+++ Source document +++

Surinamese politician

Frederik Marinus Emanuel Derby (March 31, 1940 – May 19, 2001) was a Surinamese politician and trade unionist. He was the only survivor of the December murders. In the years before his death he fought for an investigation into these events, and he told what had happened to him in Fort Zeelandia.

==Biography==
Derby was born in the district of Para, on the site of a former plantation, Berlijn. In 1954, he left as foster carer to Paramaribo. He attended the secondary school, and received the certificate for teacher. Then he became a teacher at a technical school. In 1968, he was a trade unionist, and was involved in the establishment of the Confederation C-47 in 1970. He joined the Nationalist Republican Party (PNR), which sought the independence of Suriname and sat on behalf of that party from 1973 to 1977 in the Parliament of Suriname.

+++

■ Assigned task A:
Answer these questions from the biography of Frederik Derby, one answer per line:
(i) In which district was Derby born?
(ii) Which organization did he help establish in 1970?
(iii) During which years did he sit in the Parliament of Suriname?
■ Assigned task B:
Based on the biography of Frederik Derby, mark each statement yes or no and quote the words that decide it:
(i) Derby was one of several survivors of the December murders.
(ii) The Nationalist Republican Party sought the independence of Suriname.
(iii) Derby worked as a teacher at a technical school.
■ Assigned task C:
Write the next part of the biography of Frederik Derby, starting after its final sentence.

+++ Information shown +++

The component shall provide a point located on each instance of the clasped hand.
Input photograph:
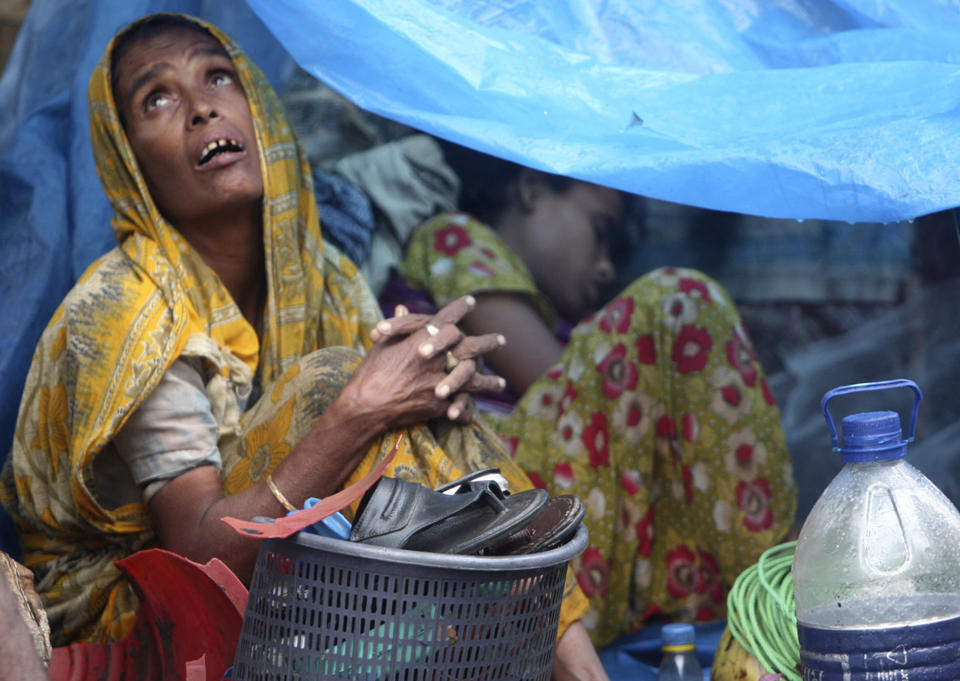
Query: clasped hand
(422, 367)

+++

■ Answer box A:
(i) Para, on the site of the former plantation Berlijn.
(ii) The Confederation C-47.
(iii) From 1973 to 1977.

■ Answer box B:
(i) No: "He was the only survivor of the December murders."
(ii) Yes: "which sought the independence of Suriname"
(iii) Yes: "Then he became a teacher at a technical school."

■ Answer box C:
On the night of 7 to 8 December 1982, he was arrested by soldiers and taken to Fort Zeelandia. The next day, he was the only one of those arrested released, according to his own words on the initiative of Dési Bouterse. Derby emerged as a strong opponent of Bouterse and fought in the last years of his life for an investigation into the December murders. On December 8, 2000, he first told what had happened. On December 8, 1982, he had also told his story in the documentary The dilemma of Derby, by Yvette Forster.

Derby founded in 1987, along with Siegfried Gilds the Surinamese Labour Party (SLA). Through the SLA, he was involved in the government of Ronald Venetiaan. He was a great opponent of the involvement of the International Monetary Fund in Suriname and was afraid that it would be mainly Indo-Surinamese businessmen who would take over the service sector in Suriname.

Derby was married and had seven children. He died at the age of 61 in Paramaribo due to cardiac arrest, shortly after he collapsed during a game of football.